→ WHAT THE TASK REQUIRES
Could you render the stretch from the line containing "Where can the asphalt" through the end of the records as a Markdown table with the columns Row and Line, skipping blank lines?

→ EXCERPTED DATA

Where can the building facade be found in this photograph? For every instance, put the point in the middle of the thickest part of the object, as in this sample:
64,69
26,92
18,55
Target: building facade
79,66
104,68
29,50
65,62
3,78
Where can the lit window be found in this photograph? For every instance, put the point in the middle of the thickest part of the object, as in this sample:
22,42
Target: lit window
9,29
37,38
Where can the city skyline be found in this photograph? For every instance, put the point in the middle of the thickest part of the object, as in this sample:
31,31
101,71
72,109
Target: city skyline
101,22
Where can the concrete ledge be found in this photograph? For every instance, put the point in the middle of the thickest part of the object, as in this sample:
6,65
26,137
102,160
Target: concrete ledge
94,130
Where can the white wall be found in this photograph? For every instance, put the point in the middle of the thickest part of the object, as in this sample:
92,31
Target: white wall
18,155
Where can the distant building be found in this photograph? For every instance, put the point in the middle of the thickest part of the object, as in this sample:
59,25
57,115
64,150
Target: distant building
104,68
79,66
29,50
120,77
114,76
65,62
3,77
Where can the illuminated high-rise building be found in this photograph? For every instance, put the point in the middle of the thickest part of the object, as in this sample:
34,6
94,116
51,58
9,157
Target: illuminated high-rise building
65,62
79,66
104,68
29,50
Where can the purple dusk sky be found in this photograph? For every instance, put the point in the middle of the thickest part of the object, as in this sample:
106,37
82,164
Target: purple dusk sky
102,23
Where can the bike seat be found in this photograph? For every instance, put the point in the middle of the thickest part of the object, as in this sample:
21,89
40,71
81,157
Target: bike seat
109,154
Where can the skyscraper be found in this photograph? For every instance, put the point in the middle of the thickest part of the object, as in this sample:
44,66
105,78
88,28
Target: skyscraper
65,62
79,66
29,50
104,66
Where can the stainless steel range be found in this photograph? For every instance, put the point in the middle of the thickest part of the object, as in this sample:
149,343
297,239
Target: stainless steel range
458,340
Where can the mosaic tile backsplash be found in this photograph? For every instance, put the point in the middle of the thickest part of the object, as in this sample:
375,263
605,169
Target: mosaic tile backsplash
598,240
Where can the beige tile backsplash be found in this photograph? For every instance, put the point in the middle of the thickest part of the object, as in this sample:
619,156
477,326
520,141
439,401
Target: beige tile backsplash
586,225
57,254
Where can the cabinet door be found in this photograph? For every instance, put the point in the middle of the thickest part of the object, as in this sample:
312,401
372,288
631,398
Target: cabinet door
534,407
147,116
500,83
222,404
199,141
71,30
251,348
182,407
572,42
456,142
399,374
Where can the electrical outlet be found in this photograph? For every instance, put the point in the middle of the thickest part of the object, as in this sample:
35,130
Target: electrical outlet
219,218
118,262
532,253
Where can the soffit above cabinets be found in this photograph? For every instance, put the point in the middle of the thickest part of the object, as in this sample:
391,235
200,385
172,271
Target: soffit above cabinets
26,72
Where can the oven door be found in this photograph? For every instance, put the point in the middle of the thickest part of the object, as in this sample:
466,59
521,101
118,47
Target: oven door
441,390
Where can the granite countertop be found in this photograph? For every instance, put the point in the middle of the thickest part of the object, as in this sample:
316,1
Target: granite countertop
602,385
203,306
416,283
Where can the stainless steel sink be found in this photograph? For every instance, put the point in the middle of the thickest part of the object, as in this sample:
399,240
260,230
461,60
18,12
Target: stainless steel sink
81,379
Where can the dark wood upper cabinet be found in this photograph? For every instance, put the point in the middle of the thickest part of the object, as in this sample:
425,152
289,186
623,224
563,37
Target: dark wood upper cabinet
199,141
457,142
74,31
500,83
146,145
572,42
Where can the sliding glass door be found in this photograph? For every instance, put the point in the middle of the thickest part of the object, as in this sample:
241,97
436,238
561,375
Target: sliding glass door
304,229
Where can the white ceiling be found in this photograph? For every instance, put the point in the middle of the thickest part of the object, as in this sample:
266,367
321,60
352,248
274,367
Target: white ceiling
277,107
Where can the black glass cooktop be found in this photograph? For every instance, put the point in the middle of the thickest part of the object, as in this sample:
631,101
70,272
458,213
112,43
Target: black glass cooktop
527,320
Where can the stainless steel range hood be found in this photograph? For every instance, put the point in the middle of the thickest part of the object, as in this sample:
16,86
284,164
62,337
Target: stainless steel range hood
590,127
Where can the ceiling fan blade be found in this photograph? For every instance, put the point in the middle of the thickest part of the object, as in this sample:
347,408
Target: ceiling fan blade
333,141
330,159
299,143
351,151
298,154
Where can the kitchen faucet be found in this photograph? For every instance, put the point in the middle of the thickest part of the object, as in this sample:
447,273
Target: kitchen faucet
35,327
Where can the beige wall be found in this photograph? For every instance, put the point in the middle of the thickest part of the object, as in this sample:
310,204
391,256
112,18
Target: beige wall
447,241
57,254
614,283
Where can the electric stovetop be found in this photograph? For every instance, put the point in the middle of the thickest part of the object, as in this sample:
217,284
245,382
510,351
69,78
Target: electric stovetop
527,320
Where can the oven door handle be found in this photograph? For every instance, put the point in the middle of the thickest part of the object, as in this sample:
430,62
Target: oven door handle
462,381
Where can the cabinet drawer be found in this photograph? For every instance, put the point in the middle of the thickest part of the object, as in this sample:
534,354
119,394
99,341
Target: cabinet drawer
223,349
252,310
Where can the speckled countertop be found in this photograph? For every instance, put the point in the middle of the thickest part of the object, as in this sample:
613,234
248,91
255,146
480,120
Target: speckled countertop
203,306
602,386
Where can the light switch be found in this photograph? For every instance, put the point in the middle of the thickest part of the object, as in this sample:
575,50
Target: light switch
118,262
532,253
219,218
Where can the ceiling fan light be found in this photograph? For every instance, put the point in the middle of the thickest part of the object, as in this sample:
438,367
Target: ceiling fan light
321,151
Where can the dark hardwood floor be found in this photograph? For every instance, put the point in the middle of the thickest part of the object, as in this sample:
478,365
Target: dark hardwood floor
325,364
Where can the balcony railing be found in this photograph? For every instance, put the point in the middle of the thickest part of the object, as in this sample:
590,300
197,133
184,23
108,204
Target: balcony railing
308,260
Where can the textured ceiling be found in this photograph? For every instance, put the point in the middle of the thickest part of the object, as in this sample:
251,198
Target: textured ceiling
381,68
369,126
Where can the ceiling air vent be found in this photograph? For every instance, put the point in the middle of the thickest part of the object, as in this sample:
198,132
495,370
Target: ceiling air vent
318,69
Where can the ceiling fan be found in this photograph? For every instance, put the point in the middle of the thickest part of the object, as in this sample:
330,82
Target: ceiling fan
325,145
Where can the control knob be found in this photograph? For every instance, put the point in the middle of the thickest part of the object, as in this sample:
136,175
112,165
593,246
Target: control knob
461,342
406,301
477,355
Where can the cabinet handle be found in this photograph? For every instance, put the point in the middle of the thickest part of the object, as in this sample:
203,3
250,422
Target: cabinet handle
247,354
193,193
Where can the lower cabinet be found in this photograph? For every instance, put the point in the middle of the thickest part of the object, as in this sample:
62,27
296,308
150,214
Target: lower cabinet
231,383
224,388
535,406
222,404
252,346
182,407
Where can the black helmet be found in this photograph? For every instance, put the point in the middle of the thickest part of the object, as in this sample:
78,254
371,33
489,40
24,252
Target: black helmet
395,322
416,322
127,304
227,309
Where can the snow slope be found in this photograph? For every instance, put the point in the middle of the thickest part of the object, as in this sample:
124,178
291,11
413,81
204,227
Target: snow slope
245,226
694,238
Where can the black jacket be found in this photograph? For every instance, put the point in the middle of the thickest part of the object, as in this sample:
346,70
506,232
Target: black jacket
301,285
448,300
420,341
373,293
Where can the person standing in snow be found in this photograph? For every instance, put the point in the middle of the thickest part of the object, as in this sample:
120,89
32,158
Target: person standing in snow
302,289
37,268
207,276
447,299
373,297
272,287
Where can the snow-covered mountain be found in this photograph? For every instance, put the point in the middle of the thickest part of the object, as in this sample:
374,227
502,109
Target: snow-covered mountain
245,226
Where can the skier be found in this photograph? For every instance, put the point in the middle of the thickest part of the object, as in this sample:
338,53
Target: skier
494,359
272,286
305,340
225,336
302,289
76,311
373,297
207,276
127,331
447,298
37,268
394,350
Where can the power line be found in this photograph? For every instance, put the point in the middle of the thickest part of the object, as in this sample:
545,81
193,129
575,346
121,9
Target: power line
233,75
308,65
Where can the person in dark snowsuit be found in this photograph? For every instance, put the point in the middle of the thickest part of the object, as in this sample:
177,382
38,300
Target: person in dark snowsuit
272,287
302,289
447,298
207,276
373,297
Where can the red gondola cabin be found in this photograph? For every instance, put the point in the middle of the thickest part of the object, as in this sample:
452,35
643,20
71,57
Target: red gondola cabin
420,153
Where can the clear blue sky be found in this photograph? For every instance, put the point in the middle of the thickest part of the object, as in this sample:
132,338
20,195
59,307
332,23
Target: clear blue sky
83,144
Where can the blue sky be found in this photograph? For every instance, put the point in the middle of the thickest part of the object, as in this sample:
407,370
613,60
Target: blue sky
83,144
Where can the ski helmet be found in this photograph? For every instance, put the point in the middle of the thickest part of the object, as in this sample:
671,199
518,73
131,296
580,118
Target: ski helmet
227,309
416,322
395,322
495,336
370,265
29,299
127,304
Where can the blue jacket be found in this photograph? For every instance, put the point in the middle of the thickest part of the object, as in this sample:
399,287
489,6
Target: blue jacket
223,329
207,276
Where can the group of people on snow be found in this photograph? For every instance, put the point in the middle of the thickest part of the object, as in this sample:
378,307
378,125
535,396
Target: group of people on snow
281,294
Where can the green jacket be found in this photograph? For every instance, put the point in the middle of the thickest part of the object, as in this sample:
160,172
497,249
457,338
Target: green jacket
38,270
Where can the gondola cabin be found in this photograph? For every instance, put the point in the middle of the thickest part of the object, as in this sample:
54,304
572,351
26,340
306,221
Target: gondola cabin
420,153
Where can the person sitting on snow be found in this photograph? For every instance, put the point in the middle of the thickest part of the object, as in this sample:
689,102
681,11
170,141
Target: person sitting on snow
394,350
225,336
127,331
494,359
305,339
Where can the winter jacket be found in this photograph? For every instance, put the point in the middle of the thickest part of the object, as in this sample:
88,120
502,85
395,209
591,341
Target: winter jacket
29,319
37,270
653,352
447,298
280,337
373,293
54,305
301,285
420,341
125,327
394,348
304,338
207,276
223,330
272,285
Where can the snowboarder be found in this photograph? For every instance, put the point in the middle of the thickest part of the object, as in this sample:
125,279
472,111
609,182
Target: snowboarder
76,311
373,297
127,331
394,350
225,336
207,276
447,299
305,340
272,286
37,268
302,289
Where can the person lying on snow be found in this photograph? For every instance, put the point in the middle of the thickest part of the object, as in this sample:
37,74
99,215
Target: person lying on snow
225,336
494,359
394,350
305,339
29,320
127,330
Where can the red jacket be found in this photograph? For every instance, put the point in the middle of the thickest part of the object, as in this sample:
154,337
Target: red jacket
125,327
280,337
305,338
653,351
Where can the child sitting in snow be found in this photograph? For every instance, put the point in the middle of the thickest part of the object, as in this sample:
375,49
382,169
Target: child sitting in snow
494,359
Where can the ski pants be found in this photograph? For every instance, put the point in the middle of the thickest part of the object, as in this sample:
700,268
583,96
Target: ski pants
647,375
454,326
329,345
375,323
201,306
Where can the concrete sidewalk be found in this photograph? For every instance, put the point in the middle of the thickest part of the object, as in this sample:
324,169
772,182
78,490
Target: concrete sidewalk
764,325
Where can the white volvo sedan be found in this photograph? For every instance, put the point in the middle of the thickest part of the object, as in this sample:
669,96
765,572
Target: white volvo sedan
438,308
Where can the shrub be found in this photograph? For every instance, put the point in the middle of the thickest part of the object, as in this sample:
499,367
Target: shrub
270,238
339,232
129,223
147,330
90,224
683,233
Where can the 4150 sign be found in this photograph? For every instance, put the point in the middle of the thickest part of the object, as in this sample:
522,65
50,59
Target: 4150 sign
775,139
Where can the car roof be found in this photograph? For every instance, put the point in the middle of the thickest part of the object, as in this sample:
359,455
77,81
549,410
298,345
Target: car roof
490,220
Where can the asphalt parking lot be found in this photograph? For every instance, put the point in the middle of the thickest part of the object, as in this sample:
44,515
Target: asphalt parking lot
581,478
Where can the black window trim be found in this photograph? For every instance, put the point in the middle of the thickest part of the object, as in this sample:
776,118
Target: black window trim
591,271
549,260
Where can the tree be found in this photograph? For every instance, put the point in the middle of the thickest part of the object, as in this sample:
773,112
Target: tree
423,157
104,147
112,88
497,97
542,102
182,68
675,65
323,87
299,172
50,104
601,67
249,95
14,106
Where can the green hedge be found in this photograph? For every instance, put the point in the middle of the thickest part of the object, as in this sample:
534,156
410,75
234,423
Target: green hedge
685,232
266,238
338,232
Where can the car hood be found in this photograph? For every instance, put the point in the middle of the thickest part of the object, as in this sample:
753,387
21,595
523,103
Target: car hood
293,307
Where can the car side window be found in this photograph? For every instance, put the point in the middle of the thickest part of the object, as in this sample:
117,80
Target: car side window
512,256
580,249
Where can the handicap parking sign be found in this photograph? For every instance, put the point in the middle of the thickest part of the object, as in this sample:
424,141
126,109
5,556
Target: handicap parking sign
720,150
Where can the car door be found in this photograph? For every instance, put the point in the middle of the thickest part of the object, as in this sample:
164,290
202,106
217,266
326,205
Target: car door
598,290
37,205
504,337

→ RESPONSE TO THIS EXERCISE
| Row | Line |
|---|---|
| 1 | Where can the asphalt parking lot be found in this photograph? For every instance, put the point in the middle of the thickest part of the object, as in this sample: |
| 2 | 44,515 |
| 3 | Target: asphalt parking lot |
| 4 | 581,478 |
| 5 | Where can the black window trim be found in this photograph? For every instance, put the point in the middle of the thickest part of the object, as in this sample: |
| 6 | 776,118 |
| 7 | Target: black window trim |
| 8 | 591,271 |
| 9 | 549,260 |
| 10 | Where can the tree be found in this photograph? For every instance, put the point in the middle of the thickest part of the object, as in this sample: |
| 11 | 773,112 |
| 12 | Target: tree |
| 13 | 423,157 |
| 14 | 104,147 |
| 15 | 112,88 |
| 16 | 497,97 |
| 17 | 542,102 |
| 18 | 182,68 |
| 19 | 675,65 |
| 20 | 323,87 |
| 21 | 299,172 |
| 22 | 50,104 |
| 23 | 601,67 |
| 24 | 249,95 |
| 25 | 14,106 |
| 26 | Where can the green hedge be found in this photograph? For every instance, put the point in the middle of the thickest part of the object, as in this sample: |
| 27 | 534,156 |
| 28 | 410,75 |
| 29 | 234,423 |
| 30 | Target: green hedge |
| 31 | 685,232 |
| 32 | 266,238 |
| 33 | 338,232 |
| 34 | Where can the car hood be found in this photograph? For every instance, put the point in the middle of the thickest part of the object, as in this sample: |
| 35 | 753,387 |
| 36 | 21,595 |
| 37 | 523,103 |
| 38 | Target: car hood |
| 39 | 293,307 |
| 40 | Where can the car side window be found in this photograph? For every instance, put the point in the middle of the thickest part of the object, as in this sample: |
| 41 | 117,80 |
| 42 | Target: car side window |
| 43 | 512,256 |
| 44 | 580,249 |
| 45 | Where can the handicap parking sign be found in this photograph? For every instance, put the point in the middle of the thickest part of the object, as in this sample: |
| 46 | 424,141 |
| 47 | 126,109 |
| 48 | 5,556 |
| 49 | Target: handicap parking sign |
| 50 | 720,150 |
| 51 | Where can the car door be found in this photograph? For every instance, put the point in the middle of the thickest part of the object, as in this sample: |
| 52 | 164,290 |
| 53 | 202,106 |
| 54 | 217,266 |
| 55 | 326,205 |
| 56 | Target: car door |
| 57 | 598,290 |
| 58 | 37,205 |
| 59 | 504,337 |